(Dataset entries)
* start *
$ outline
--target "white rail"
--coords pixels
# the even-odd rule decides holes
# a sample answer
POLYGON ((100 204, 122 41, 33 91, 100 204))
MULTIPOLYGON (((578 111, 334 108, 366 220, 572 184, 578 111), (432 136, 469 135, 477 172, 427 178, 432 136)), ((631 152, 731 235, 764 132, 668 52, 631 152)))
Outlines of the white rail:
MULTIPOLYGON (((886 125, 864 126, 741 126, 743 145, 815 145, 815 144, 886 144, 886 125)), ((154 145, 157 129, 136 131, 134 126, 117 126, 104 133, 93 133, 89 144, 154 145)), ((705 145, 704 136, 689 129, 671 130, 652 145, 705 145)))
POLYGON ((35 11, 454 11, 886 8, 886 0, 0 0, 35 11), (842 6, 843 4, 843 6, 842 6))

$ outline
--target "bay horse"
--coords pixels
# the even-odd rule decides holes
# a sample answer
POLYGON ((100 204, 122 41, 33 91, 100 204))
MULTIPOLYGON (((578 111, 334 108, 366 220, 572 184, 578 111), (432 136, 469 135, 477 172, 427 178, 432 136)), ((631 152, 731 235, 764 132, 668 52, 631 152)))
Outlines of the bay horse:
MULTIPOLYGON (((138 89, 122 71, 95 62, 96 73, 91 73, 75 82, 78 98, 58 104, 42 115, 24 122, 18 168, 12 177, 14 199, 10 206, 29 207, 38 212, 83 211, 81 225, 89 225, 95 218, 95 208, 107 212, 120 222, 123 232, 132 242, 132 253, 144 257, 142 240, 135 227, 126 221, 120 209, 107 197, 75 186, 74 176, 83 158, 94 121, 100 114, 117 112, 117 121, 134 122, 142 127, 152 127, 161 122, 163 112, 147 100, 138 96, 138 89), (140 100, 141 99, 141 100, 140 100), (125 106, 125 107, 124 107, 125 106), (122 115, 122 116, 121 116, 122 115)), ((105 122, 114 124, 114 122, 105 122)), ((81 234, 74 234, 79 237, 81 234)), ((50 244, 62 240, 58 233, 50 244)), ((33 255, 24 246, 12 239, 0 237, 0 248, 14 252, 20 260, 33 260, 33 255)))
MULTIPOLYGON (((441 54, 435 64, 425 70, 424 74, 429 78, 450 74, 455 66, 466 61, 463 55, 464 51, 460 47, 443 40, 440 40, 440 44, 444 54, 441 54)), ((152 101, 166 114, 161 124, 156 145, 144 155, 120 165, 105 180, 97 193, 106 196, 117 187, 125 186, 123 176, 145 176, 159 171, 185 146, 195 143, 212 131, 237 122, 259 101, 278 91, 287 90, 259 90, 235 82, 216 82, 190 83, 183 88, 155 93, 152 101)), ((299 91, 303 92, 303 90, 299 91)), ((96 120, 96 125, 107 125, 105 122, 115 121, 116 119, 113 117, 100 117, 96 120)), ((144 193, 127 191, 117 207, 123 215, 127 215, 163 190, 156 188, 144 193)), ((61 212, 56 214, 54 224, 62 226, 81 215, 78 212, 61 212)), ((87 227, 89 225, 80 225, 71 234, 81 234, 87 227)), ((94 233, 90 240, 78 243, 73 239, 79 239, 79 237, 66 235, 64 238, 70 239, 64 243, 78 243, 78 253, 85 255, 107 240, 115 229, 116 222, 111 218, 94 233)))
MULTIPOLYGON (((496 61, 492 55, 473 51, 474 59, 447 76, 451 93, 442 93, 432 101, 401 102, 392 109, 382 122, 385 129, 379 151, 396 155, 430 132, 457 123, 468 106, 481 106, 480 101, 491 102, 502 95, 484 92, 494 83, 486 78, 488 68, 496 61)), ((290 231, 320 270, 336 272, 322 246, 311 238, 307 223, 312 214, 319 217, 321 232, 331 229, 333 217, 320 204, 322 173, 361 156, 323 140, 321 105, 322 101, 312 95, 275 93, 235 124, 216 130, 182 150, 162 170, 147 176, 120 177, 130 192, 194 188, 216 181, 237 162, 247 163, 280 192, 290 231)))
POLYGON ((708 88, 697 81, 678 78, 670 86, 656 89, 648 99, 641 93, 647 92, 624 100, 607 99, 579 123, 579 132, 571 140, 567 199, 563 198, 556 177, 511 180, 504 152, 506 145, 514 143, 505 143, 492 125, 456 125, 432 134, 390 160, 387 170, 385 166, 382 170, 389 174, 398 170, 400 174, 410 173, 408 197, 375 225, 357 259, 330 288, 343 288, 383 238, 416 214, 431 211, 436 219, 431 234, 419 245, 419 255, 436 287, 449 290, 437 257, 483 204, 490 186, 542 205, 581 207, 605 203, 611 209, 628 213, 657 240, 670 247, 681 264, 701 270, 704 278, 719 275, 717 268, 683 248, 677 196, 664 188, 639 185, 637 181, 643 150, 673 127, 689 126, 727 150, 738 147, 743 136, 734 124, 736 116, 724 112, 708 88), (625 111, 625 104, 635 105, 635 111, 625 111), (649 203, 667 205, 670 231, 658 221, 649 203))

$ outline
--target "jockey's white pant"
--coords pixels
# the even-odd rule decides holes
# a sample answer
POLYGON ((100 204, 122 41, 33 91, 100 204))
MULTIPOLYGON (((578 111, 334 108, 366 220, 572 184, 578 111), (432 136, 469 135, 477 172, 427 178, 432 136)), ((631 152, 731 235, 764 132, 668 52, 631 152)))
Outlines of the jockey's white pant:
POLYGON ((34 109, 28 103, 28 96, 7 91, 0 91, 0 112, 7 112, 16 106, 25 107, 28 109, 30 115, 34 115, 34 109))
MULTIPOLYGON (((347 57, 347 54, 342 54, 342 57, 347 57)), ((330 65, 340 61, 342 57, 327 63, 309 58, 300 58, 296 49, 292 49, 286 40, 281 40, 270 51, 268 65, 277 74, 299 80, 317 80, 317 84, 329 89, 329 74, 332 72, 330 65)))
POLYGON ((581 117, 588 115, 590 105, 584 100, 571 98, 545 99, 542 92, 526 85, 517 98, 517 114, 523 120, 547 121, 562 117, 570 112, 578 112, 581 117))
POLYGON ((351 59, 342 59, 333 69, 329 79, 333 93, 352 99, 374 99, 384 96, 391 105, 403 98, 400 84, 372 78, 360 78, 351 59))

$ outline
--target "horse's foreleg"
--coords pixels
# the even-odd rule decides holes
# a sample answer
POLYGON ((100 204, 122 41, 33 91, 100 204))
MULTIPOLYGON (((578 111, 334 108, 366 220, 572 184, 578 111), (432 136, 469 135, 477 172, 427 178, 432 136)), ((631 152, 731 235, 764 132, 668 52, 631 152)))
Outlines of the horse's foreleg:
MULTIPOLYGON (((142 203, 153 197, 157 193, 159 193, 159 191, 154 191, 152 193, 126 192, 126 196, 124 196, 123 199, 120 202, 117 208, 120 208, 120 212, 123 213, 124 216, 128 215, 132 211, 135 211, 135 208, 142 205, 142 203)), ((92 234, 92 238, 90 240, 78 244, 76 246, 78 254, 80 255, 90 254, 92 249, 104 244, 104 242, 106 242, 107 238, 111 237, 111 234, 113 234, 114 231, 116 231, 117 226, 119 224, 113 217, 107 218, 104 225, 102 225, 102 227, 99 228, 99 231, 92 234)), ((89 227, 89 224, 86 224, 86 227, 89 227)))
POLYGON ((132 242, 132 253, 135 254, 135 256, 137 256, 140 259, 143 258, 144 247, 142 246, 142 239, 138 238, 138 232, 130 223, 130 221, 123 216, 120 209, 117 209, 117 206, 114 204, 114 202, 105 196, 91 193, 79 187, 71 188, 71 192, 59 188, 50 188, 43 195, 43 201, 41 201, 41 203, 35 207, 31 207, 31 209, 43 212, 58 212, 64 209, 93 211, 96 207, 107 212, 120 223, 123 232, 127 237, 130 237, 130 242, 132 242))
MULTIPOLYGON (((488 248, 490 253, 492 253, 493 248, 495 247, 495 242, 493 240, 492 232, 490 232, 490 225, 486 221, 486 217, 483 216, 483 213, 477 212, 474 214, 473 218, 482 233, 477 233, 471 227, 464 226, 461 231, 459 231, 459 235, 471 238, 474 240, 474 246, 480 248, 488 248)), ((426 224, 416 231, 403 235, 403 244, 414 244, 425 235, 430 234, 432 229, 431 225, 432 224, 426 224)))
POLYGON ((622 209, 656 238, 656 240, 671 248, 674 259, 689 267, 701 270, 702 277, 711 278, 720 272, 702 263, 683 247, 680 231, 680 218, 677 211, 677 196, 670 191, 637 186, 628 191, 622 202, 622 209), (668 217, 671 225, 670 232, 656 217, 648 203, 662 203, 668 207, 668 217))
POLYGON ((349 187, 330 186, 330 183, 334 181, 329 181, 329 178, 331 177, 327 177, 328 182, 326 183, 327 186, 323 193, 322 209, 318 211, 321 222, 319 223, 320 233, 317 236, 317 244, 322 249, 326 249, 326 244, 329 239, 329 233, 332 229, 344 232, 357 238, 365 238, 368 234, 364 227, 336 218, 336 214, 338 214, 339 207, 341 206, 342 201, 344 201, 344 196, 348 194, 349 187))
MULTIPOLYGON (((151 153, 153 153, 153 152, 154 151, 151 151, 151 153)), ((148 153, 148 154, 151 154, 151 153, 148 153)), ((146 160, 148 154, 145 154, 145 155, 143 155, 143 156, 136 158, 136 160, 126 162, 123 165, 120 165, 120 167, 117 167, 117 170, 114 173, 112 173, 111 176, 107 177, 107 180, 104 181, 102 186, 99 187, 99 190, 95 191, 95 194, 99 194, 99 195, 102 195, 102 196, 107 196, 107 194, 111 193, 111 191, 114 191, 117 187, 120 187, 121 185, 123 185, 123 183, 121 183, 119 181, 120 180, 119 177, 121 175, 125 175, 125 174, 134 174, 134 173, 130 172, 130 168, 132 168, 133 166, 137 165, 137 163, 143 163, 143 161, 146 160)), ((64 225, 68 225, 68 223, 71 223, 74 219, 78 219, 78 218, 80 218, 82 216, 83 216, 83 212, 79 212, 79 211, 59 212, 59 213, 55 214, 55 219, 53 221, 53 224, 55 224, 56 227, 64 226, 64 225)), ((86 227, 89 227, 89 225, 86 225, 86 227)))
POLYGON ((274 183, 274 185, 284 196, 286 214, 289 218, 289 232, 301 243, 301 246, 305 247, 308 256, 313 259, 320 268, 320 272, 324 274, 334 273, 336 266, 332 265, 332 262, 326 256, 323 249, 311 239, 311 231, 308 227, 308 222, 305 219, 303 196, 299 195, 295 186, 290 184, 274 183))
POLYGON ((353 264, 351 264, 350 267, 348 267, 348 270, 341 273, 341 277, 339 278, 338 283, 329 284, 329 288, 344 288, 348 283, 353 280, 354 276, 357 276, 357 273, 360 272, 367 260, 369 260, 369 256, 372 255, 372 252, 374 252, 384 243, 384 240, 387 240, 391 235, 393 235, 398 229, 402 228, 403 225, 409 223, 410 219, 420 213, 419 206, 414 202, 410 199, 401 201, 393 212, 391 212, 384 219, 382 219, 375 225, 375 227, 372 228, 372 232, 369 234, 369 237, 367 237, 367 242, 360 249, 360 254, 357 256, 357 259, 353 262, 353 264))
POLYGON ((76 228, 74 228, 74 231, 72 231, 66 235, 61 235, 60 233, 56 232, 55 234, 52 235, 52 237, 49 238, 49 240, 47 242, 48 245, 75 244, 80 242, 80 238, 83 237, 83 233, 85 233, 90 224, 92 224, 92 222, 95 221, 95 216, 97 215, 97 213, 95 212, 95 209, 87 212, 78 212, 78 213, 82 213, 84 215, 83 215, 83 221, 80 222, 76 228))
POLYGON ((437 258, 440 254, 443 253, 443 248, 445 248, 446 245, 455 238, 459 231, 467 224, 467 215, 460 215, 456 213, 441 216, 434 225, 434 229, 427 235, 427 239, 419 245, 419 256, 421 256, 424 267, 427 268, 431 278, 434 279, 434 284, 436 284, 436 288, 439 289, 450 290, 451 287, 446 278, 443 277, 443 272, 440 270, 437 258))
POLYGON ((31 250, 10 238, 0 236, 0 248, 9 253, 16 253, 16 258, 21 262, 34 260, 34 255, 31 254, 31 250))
* end *
> **Exercise prompt**: Repeat verbatim the lines from the beginning of the dataset entries above through the line containing "POLYGON ((35 11, 454", with both ends included.

> **Full answer**:
$ outline
--target "white rail"
--coords pixels
# the even-odd rule decides holes
# a sample answer
POLYGON ((100 204, 122 41, 33 91, 100 204))
MULTIPOLYGON (((578 111, 334 108, 366 220, 572 184, 578 111), (432 136, 469 135, 477 172, 427 178, 432 136)), ((631 152, 731 235, 764 132, 668 52, 631 152)))
Outlines of the white rail:
MULTIPOLYGON (((886 125, 864 126, 741 126, 743 145, 815 145, 815 144, 886 144, 886 125)), ((154 145, 157 129, 136 131, 134 126, 117 126, 104 133, 93 133, 89 144, 154 145)), ((705 145, 704 136, 689 129, 671 130, 652 145, 705 145)))
POLYGON ((35 11, 454 11, 886 8, 886 0, 0 0, 35 11), (842 6, 843 4, 843 6, 842 6))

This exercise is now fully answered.